■ About this exercise:
Where a line looks odd, keep it as it is and transcribe all the material.

-- Data extract follows --

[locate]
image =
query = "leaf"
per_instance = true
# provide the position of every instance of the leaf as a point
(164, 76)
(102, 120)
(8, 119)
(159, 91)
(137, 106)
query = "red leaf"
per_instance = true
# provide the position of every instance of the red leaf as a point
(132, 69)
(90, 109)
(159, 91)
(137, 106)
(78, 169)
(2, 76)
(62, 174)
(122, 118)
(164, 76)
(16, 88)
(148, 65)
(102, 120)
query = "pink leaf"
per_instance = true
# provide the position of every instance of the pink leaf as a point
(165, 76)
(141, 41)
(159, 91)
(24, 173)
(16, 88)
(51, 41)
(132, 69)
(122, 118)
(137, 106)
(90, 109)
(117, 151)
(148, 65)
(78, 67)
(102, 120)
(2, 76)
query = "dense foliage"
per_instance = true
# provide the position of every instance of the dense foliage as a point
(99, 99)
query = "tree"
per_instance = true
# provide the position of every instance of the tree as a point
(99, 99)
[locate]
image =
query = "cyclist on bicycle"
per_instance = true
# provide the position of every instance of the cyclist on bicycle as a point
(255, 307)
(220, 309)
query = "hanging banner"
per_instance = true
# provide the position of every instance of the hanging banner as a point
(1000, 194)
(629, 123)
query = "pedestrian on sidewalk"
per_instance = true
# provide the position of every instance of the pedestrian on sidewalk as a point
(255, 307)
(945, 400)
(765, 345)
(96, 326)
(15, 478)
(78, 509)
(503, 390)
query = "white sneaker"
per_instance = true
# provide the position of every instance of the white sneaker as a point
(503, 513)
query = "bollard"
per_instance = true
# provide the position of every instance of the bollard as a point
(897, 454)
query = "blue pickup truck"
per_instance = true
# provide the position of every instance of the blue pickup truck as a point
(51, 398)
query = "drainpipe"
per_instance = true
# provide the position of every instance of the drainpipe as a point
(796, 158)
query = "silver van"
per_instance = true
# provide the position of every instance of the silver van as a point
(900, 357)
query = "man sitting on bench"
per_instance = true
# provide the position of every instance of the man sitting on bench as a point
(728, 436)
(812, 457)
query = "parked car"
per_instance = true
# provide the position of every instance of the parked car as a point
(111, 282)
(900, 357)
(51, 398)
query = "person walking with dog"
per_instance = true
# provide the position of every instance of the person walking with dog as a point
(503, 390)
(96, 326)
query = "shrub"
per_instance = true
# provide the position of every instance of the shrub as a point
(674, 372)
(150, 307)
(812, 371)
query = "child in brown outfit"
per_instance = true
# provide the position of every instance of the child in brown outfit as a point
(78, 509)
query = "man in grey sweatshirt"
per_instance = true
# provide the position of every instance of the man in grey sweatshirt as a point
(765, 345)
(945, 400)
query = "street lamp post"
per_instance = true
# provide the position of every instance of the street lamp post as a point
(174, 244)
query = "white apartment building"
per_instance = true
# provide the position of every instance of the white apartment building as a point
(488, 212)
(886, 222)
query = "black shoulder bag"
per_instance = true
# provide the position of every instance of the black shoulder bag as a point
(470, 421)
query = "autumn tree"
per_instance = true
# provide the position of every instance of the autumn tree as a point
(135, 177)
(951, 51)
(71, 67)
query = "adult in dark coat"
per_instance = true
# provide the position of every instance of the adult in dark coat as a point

-- Data extract concluded --

■ Answer box:
[locate]
image =
query = "leaf"
per_instance = true
# provide the position of every instance of the leaf as a point
(164, 76)
(102, 120)
(8, 119)
(159, 91)
(137, 106)
query = "red leaf"
per_instance = true
# provide the position of every instance of the red leaf as a point
(132, 69)
(90, 109)
(159, 91)
(137, 106)
(78, 169)
(2, 76)
(62, 174)
(122, 118)
(164, 76)
(16, 88)
(148, 65)
(102, 120)
query = "pink leaf"
per_instance = true
# provide the position of every instance of the pink leaf as a point
(165, 76)
(141, 41)
(159, 91)
(24, 173)
(16, 88)
(51, 41)
(132, 69)
(122, 118)
(137, 106)
(90, 109)
(117, 151)
(148, 65)
(78, 67)
(102, 120)
(2, 76)
query = "dense foliage"
per_instance = true
# provide the position of every instance of the dense foliage as a point
(99, 99)
query = "tree"
per_instance = true
# provide the position of every instance of the tree as a point
(99, 99)
[locate]
image =
query = "cyclist on bicycle"
per_instance = true
# provide the position of every instance of the cyclist on bicycle as a point
(255, 307)
(220, 309)
query = "hanging banner"
per_instance = true
# provide the position of every instance of the hanging banner as a point
(1000, 194)
(629, 123)
query = "pedestrian on sidewalk"
per_instance = true
# provide the position of every instance of the pedestrian on sidewalk as a point
(255, 307)
(945, 400)
(765, 345)
(96, 326)
(15, 478)
(78, 509)
(503, 390)
query = "white sneaker"
per_instance = true
# provide the position of every instance of the white sneaker as a point
(503, 513)
query = "bollard"
per_instance = true
# provide the position of every instance of the bollard as a point
(897, 454)
query = "blue pickup truck"
per_instance = true
# provide the position of every instance of the blue pickup truck as a point
(51, 398)
query = "drainpipe"
per_instance = true
# provide the position of every instance of the drainpipe as a point
(796, 158)
query = "silver van"
per_instance = true
# provide the position of every instance of the silver van as a point
(900, 357)
query = "man sitting on bench"
per_instance = true
# provide the position of every instance of the man sitting on bench as a point
(728, 436)
(812, 457)
query = "parked car"
per_instance = true
# provide the position of every instance of the parked car as a point
(111, 282)
(900, 357)
(51, 398)
query = "person walking with dog"
per_instance = true
# provide the position of every instance of the person walking with dog as a point
(503, 390)
(96, 326)
query = "shrub"
per_instance = true
# provide the position of every instance of the shrub as a point
(674, 372)
(150, 307)
(812, 371)
query = "child in brown outfit"
per_instance = true
# provide the position of every instance of the child in brown outfit as a point
(78, 509)
query = "man in grey sweatshirt"
per_instance = true
# provide the position of every instance of the man in grey sweatshirt as a point
(765, 345)
(945, 400)
query = "street lamp post"
per_instance = true
# provide the position of every instance of the street lamp post as a point
(174, 244)
query = "white apartment building"
per_instance = true
# provide the position of every instance of the white apartment building as a point
(488, 212)
(886, 222)
query = "black shoulder bag"
per_instance = true
# provide the position of every instance of the black shoulder bag as a point
(470, 421)
query = "autumn tree"
per_instance = true
# provide the position of every instance of the autumn tree as a point
(135, 177)
(951, 51)
(71, 67)
query = "adult in dark coat"
per_instance = true
# provide the position of every instance of the adult in dark coat as a point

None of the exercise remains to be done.